TASK GOAL ->
Rewrite only the lines of the listing between the one containing "Expected: a point placed on each instance of the woven palm" and the one containing "Expected: a point placed on each instance of the test", inclusive, keeping the requests and scaling each coordinate in the answers by 2.5, rounded to whole numbers with halves going up. Leave the pictures out of your answer.

Dataset records
*-*-*

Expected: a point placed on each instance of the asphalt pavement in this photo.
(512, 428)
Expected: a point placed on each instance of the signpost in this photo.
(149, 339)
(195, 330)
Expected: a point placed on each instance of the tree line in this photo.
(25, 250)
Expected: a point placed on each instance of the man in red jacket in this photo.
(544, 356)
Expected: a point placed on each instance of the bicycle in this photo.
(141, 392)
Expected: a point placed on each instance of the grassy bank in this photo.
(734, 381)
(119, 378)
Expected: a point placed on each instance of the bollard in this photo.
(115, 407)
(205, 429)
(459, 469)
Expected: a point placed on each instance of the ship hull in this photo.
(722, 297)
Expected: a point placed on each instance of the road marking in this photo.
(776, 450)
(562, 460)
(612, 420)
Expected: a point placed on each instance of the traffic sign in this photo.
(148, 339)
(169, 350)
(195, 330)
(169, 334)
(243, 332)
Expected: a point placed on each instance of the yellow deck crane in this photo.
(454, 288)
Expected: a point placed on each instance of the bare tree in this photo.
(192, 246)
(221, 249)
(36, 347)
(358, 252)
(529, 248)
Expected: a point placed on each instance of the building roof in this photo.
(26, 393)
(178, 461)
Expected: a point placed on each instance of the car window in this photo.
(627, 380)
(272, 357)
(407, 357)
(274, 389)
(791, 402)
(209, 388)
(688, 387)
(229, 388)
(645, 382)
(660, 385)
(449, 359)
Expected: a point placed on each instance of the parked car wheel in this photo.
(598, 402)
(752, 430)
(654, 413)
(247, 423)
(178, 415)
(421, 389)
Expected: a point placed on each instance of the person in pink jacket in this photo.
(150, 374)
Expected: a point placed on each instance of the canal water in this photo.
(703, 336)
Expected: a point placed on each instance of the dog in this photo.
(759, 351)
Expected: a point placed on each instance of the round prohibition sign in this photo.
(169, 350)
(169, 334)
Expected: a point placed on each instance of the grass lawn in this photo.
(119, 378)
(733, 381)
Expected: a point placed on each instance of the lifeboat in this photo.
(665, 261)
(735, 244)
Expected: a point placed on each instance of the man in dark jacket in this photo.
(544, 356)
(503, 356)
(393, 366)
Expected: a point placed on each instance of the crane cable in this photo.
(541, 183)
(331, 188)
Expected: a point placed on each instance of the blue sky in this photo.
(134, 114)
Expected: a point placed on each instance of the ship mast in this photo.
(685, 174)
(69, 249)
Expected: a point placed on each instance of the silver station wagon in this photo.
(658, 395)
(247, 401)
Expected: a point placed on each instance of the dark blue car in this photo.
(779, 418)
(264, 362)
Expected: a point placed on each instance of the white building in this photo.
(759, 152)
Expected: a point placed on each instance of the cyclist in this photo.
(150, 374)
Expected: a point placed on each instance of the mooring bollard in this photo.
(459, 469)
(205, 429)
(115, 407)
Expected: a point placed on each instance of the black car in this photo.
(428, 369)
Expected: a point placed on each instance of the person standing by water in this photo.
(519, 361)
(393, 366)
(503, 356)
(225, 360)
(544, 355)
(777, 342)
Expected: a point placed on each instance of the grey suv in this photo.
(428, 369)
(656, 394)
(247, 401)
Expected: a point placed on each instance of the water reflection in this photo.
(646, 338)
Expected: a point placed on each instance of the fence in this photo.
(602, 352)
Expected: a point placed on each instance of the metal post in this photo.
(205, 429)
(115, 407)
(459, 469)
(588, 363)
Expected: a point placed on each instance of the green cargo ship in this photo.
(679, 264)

*-*-*

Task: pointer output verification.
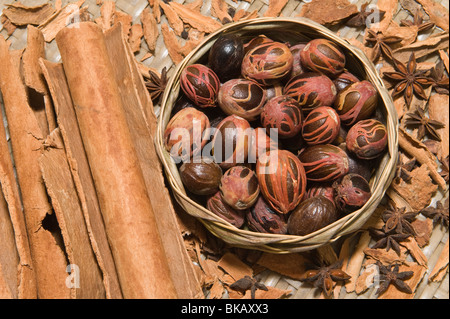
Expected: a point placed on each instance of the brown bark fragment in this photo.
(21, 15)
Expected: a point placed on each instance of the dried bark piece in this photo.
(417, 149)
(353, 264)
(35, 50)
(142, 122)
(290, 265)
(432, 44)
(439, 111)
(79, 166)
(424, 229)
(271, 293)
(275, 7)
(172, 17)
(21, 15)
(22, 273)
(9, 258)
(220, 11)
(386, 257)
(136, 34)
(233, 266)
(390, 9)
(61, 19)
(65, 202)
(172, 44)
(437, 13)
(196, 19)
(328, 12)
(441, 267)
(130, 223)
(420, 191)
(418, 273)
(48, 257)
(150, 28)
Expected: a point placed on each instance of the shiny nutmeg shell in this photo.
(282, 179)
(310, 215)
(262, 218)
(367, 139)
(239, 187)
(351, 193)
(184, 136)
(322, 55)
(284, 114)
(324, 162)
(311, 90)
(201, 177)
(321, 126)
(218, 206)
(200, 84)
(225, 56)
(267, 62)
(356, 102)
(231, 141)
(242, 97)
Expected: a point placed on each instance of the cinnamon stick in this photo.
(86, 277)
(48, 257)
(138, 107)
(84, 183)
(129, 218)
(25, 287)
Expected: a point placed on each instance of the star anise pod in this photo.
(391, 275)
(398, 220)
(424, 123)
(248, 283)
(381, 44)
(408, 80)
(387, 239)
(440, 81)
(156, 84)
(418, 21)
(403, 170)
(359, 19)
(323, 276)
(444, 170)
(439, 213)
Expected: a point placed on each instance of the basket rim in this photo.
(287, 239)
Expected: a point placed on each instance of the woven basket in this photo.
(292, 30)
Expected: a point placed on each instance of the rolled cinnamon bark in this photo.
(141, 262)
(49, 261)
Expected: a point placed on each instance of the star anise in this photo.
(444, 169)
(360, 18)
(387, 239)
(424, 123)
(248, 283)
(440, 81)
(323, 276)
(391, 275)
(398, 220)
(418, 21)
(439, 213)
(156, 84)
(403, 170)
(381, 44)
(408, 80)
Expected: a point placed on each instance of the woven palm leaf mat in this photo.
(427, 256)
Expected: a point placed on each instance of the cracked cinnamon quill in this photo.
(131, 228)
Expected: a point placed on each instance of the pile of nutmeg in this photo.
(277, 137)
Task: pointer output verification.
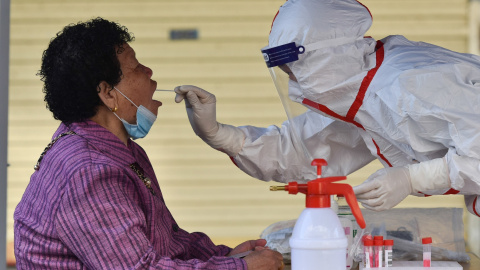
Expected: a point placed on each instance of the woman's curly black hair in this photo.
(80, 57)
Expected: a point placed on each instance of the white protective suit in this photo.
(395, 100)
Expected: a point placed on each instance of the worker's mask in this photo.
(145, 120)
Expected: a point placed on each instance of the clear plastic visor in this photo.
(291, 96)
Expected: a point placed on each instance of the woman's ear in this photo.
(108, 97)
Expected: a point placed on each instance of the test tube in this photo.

*-*-*

TASK RESPONSE ->
Expected: a point placed on each instance of the woven palm leaf mat in this photo.
(1068, 640)
Expected: a point placed on each instance of the cracked cinnamon quill in this photo.
(328, 570)
Expected: a point placed on each instance of the pile of nutmeg in this photo.
(693, 343)
Task: pointer output verification.
Expected: a point placed on each instance of the woman's curly black hair in this photo.
(200, 143)
Expected: a point placed on each instance of the white protective suit in this photo.
(988, 250)
Expected: a point placed on each instance of the worker's mask in this photo.
(363, 300)
Expected: a point placed on each instance of the clear plastic visor in this photo.
(728, 240)
Expected: a point placed on each instance of the woman's ear in this photo.
(270, 243)
Expected: a point placed on each instance of the test tube in this photo.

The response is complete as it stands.